* _Input_:
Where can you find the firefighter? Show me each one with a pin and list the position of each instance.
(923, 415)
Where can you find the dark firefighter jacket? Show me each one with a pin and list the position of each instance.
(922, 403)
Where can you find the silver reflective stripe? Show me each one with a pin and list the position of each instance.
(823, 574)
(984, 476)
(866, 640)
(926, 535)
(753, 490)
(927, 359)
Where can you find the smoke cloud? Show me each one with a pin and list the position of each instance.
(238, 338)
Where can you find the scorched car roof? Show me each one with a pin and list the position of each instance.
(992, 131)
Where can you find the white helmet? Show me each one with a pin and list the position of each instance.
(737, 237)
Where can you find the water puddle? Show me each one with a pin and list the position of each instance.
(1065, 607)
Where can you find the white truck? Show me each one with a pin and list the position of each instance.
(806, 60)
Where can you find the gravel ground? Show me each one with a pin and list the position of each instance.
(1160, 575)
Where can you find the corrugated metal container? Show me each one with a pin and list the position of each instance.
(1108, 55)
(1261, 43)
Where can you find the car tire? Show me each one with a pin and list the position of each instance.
==
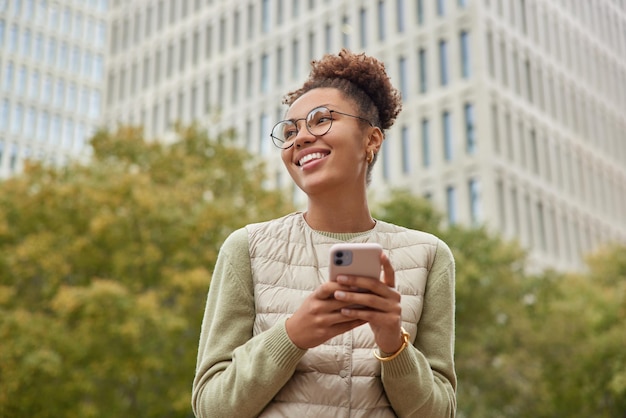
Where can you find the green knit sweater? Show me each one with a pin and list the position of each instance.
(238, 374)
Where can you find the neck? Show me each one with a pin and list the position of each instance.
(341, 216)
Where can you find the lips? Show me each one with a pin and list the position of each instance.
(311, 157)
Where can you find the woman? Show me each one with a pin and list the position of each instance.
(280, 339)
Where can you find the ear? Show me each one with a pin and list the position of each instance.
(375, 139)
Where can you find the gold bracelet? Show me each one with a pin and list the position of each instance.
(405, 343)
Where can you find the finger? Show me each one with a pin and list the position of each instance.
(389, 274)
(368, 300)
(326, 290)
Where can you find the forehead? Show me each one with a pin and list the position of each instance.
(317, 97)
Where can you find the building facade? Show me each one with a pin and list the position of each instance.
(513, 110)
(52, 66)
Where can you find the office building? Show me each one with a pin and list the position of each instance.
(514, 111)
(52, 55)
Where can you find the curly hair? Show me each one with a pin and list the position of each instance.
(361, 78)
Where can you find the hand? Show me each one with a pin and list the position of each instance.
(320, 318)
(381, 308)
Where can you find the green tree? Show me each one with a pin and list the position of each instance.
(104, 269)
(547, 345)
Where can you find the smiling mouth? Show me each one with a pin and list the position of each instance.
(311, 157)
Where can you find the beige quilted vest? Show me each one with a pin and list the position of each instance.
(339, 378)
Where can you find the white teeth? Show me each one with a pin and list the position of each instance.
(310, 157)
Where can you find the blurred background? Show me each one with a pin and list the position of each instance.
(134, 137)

* _Written task_:
Swap "pin" for "marker" in the listing, starting at the line that has "Where can you find the firefighter?" and stopping after the line that has "(1065, 607)". Return only those lines, with nothing else changed.

* _The reply_:
Where can you find the firefighter? Show me each one with a marker and list the position of each instance.
(923, 415)
Where can you find the dark firefighter jacket? Show me each one with a marker and list the position of each instance.
(922, 403)
Where can you find the silver reflective stripe? Show me each one with a marker and list the position of each instance.
(823, 574)
(984, 476)
(866, 640)
(926, 535)
(753, 490)
(927, 359)
Where can you find the smoke cloud? Show me each one with a marker and list the position of each instance.
(238, 338)
Where can you find the scorched car roof? Show me each one with a marker and list the position of each instance.
(992, 131)
Where can you find the white helmet? Show me each one with a marker and list the position of each instance.
(737, 237)
Where can you find the water puddle? Show me each one with a marker and list the position of each instance.
(1065, 607)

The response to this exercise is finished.